# ABOUT THIS TASK
Lines before the one with "Rules: place one point on every instance of the grandstand" are left out; return that line and all that follow it, exactly, through the end of the data.

# ENTRIES PROVIDED
++++
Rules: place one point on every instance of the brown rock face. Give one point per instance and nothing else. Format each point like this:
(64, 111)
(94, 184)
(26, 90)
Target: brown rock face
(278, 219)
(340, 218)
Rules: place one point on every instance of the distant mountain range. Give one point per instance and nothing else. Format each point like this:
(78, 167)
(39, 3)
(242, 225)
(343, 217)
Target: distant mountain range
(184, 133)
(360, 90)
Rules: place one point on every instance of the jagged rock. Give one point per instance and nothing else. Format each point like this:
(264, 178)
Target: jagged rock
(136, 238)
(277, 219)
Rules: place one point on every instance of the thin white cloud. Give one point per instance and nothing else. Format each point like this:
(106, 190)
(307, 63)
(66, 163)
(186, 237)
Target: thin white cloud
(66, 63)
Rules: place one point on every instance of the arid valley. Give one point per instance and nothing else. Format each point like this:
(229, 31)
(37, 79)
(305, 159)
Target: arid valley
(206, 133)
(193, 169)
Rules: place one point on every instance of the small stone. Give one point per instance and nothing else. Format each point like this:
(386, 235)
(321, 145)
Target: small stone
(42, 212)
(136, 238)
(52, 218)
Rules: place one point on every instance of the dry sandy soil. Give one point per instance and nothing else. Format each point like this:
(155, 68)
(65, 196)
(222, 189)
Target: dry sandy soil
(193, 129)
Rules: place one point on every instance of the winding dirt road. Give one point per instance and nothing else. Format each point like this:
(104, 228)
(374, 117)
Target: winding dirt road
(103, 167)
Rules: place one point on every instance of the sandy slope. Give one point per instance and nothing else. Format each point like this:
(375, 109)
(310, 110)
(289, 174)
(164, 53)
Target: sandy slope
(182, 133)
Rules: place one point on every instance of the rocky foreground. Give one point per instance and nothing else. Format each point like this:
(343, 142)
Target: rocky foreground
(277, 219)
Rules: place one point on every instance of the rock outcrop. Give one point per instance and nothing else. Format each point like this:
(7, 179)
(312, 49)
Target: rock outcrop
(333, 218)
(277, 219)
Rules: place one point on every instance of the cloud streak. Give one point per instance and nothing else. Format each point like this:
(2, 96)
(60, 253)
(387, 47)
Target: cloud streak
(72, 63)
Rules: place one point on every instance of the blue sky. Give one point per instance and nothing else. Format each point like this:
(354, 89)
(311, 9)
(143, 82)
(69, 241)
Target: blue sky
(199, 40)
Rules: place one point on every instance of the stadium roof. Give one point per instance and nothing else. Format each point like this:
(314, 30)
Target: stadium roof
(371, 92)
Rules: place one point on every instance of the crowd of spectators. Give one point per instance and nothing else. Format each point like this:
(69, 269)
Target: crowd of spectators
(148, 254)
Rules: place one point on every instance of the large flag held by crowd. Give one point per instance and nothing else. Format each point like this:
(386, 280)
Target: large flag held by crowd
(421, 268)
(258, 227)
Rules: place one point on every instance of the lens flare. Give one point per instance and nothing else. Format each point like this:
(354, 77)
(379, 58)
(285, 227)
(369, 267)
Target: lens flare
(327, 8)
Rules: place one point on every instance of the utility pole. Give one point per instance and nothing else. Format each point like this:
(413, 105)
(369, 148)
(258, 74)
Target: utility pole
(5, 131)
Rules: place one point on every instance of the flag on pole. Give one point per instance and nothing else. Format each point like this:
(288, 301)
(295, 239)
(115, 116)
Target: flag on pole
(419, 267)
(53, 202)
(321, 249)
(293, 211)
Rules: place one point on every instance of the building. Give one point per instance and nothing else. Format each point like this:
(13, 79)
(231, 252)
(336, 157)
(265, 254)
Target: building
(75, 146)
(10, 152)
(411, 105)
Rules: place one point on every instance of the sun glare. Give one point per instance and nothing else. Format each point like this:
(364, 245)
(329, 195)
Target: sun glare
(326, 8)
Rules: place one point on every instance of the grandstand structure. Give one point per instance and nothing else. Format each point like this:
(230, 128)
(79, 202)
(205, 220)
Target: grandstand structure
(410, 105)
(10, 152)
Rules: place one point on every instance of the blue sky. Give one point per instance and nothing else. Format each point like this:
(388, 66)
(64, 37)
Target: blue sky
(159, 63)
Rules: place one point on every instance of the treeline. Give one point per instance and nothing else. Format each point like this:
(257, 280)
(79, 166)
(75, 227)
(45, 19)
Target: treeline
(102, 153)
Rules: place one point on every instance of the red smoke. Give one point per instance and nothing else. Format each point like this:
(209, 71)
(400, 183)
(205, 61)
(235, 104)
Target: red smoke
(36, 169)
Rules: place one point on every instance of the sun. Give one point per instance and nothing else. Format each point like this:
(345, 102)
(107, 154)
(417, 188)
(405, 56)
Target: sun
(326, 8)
++++
# SOLUTION TO THIS TASK
Rules: place one point on every instance of the grandstand structure. Give one point per instance and nothing else. Format each point like this:
(230, 128)
(79, 202)
(205, 220)
Target: grandstand structure
(410, 105)
(10, 152)
Rules: place one point on every instance of the blue sky. Give one point per instance and nothing else. Format each point like this:
(388, 66)
(64, 37)
Target: blue sky
(159, 63)
Rules: place one point on every instance of the treeline. Give one point per instance and nothing else. Format each point like this:
(257, 280)
(79, 166)
(75, 227)
(45, 19)
Target: treeline
(102, 153)
Rules: place one point on every instance of the red smoke. Give one point per instance and nothing else. Format each point like this:
(209, 71)
(400, 183)
(205, 61)
(235, 104)
Target: red smoke
(36, 169)
Rules: place one point on every instance of the sun. Give one point per instance and nothing else. Format each point like this:
(345, 102)
(107, 154)
(417, 188)
(405, 56)
Target: sun
(326, 8)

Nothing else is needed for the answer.